● Directions
The reply must reproduce each line below exactly.

● Region pointing data
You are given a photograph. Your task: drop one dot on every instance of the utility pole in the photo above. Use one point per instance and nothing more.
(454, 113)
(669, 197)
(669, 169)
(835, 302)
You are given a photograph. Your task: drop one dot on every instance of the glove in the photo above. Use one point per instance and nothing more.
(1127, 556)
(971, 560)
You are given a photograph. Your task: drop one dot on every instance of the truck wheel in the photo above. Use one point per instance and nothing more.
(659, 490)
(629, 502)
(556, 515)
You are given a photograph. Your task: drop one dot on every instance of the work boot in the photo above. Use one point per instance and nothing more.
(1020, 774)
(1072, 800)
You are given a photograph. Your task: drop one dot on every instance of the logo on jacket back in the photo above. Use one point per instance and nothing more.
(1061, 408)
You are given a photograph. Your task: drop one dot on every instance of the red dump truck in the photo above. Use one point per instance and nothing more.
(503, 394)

● Response to the task
You are given a photograph. Your task: drop one dot on every instance of the utility pole in the photo above. Use one point per instance and nothing more.
(454, 113)
(669, 197)
(669, 169)
(835, 302)
You are given a photograph. Your task: drop one dot on every instance of the glove in the photo above. Use one point per instance and nothing more.
(1127, 556)
(971, 560)
You are given a photograph. Your task: drop one dot on every instance of the truck wheel in the photo above. Use one point per instance and nothing more.
(659, 490)
(629, 502)
(556, 515)
You are given a photograph. Your task: drop one dot on every instance of the work boot in the photo above. Use one point per instance and nothing more.
(1020, 774)
(1072, 800)
You are given a photograph. Your task: drop one dot on every instance of the logo on jacket back in the photo above. Use one point per instance and nothing more.
(1061, 408)
You are given a photograph. Your task: drop one dot on every instance of the red dump truck in the photo above. Use one point per instance and nothing more.
(503, 394)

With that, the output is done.